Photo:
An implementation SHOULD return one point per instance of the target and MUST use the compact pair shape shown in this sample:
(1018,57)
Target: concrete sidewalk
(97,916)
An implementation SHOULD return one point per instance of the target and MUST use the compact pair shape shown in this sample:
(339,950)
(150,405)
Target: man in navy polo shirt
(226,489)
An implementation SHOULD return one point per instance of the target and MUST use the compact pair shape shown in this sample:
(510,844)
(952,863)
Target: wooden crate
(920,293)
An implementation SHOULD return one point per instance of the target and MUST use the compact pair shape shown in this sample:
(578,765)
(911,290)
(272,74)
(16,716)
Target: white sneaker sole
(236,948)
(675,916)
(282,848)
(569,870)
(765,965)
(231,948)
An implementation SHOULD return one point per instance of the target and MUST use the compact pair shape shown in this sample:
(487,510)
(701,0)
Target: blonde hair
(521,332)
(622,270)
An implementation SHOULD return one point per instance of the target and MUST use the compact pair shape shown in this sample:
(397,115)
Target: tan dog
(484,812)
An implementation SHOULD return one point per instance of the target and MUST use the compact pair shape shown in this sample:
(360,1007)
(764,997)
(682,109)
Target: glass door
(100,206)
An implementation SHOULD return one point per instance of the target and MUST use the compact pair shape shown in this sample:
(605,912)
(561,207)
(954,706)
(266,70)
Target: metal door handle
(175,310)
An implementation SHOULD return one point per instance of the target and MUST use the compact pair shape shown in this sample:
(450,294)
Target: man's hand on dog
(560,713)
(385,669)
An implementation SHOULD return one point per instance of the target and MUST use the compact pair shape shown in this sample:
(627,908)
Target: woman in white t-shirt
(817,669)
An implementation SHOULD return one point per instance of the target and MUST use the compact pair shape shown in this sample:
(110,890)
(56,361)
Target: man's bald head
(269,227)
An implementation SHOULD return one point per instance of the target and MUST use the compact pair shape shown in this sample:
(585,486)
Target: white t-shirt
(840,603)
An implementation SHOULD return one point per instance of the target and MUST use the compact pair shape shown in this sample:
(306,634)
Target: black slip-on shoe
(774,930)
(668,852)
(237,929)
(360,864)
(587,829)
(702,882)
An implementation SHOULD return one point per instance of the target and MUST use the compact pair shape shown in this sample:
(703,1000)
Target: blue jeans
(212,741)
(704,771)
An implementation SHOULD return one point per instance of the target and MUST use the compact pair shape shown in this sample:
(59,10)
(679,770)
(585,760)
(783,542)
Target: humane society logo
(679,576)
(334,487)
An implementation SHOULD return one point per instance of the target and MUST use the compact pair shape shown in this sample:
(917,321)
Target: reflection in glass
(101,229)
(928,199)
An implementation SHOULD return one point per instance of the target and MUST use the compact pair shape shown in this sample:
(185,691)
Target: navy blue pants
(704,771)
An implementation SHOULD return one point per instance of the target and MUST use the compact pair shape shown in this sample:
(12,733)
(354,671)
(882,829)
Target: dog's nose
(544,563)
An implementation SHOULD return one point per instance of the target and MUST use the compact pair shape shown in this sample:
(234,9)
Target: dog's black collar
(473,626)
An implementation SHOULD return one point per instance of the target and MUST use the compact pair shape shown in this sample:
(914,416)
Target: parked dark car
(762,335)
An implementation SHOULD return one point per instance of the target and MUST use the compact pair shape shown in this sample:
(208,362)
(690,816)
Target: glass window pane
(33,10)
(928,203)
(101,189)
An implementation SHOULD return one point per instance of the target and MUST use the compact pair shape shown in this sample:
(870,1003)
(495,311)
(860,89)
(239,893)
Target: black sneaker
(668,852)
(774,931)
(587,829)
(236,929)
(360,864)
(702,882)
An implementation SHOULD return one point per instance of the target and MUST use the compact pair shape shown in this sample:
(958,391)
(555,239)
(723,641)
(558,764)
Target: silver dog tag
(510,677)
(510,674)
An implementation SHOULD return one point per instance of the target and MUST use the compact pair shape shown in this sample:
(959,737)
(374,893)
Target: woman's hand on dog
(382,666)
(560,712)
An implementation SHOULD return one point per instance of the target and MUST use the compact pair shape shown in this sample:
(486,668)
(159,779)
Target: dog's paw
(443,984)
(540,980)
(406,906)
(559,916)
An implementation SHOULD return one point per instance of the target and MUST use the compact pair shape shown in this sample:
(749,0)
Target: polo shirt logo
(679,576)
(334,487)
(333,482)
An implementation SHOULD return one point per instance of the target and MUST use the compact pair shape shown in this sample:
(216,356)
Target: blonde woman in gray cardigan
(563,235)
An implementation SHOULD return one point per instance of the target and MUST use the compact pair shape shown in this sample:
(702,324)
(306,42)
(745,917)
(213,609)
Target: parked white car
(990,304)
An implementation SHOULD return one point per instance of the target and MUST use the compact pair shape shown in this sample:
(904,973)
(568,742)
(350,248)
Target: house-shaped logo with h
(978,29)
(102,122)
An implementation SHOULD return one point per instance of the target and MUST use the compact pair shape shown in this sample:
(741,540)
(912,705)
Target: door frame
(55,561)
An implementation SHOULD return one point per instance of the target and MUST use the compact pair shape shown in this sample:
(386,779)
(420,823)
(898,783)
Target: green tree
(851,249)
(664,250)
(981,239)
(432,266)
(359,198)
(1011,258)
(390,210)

•••••

Goal of the exercise: Return all of the data above verbatim.

Answer to this exercise:
Photo:
An implementation SHOULD return one point per instance of the target and MUST use the compact pair shape shown in this sample:
(1018,57)
Target: concrete sidewalk
(97,916)
An implementation SHOULD return one point per instance of the target and MUST use the compact pair shape shown in this sample:
(339,950)
(150,405)
Target: man in navy polo shirt
(226,489)
An implementation SHOULD return one point per instance of the target and MUST use the compact pair shape shown in this sample:
(510,844)
(952,863)
Target: wooden crate
(920,293)
An implementation SHOULD return one point per instance of the target and MUST use the compact pair shape shown in this sample:
(578,765)
(911,290)
(272,74)
(16,716)
Target: white sneaker sole
(236,948)
(675,916)
(282,848)
(569,870)
(765,965)
(231,948)
An implementation SHOULD return one point per instance of the target and MUST use the compact pair shape shown in this sample:
(487,510)
(701,0)
Target: blonde hair
(521,332)
(622,270)
An implementation SHOULD return one point per instance of the target and MUST use the compact pair shape shown in this sample:
(397,115)
Target: tan dog
(484,812)
An implementation SHOULD return one point per instance of the target and MUST use the compact pair shape shown in this sample:
(360,1007)
(764,997)
(682,109)
Target: glass door
(100,206)
An implementation SHOULD return one point per instance of the target and MUST use the compact pair shape shown in this sample:
(605,912)
(561,207)
(954,706)
(266,70)
Target: metal door handle
(175,310)
An implementation SHOULD return one point per instance of the target and MUST use the compact pair shape shown in this sample:
(450,294)
Target: man's hand on dog
(560,713)
(385,669)
An implementation SHOULD return one point per instance of the target and MUST use the compact pair shape shown in this sample:
(627,908)
Target: woman in white t-shirt
(817,669)
An implementation SHOULD return one point per instance of the target and MUST use the compact pair shape shown in this sample:
(110,890)
(56,361)
Target: man's bald head
(269,227)
An implementation SHOULD return one point per instance of the target and MUST use the compact pair shape shown in this sample:
(585,486)
Target: white t-shirt
(840,603)
An implementation SHOULD return one point per instance of the target and MUST use the compact pair shape shown in this sample:
(306,634)
Target: black slip-on shoe
(774,930)
(668,852)
(237,929)
(360,864)
(587,829)
(702,882)
An implementation SHOULD return one point per instance of the target and MUST use the compact pair shape shown in this sample:
(703,1000)
Target: blue jeans
(212,741)
(704,771)
An implementation SHOULD return one point per instance of the target and MUST use the compact pair shape shown in this sample:
(59,10)
(679,770)
(585,760)
(783,542)
Target: humane society logo
(679,576)
(334,487)
An implementation SHOULD return one point per instance of the target and MUST use the compact pair shape shown in this sample:
(917,321)
Target: reflection in glass
(101,229)
(928,199)
An implementation SHOULD return one point per instance of the target and MUST use the compact pair shape shown in this sample:
(185,691)
Target: navy blue pants
(704,771)
An implementation SHOULD return one point per instance of the target and MUST use the compact pair shape shown in this sample:
(12,733)
(354,671)
(882,829)
Target: dog's nose
(544,563)
An implementation SHOULD return one point per instance of the target and MUST use the compact pair shape shown in this sample:
(234,9)
Target: dog's black collar
(473,626)
An implementation SHOULD return one point per instance of the target and MUST use the compact pair shape shown in this sample:
(914,416)
Target: parked dark car
(762,335)
An implementation SHOULD return one point per instance of the target and MUST use the compact pair shape shown in this sample:
(208,362)
(690,816)
Target: glass window pane
(33,10)
(928,203)
(101,189)
An implementation SHOULD return one point per instance of the target and MUST use the compact pair shape shown in this sample:
(870,1003)
(495,311)
(860,89)
(239,893)
Target: black sneaker
(668,852)
(774,931)
(587,829)
(236,929)
(360,864)
(702,882)
An implementation SHOULD return one point per instance of the target and MUST use the compact pair shape shown in this sample:
(958,391)
(555,239)
(723,641)
(558,764)
Target: silver dog tag
(510,677)
(510,674)
An implementation SHOULD return one point per instance of the target and MUST use the compact pair shape shown in this sample:
(959,737)
(374,893)
Target: woman's hand on dog
(382,666)
(560,712)
An implementation SHOULD return one point per instance of the target and MUST use the compact pair shape shown in this sample:
(486,668)
(159,779)
Target: dog's paw
(443,984)
(540,980)
(406,906)
(559,916)
An implementation SHOULD return one point per instance of the target and MUST use the compact pair shape shown in this sample:
(749,0)
Target: polo shirt logo
(679,576)
(334,487)
(333,482)
An implementation SHOULD return one point per instance of the target and MUST use the compact pair shape shown in this sample:
(216,356)
Target: blonde woman in gray cardigan
(563,235)
An implementation SHOULD return one point per instance of the target and MUST use the compact pair shape shown in this sample:
(702,324)
(306,42)
(745,917)
(213,609)
Target: parked white car
(990,304)
An implementation SHOULD return one point per instance of the target and MUST use the compact pair shape shown in this sample:
(904,973)
(568,742)
(350,248)
Target: house-shaped logo with h
(978,29)
(102,122)
An implementation SHOULD return one point per instance of the target and MUST use the compact pair shape shown in this sample:
(741,540)
(912,705)
Target: door frame
(55,561)
An implementation SHOULD return one point per instance of the target and MUST use the compact pair shape shown in this sample:
(386,779)
(420,823)
(898,783)
Target: green tree
(851,249)
(664,250)
(981,239)
(432,266)
(359,198)
(1011,258)
(390,210)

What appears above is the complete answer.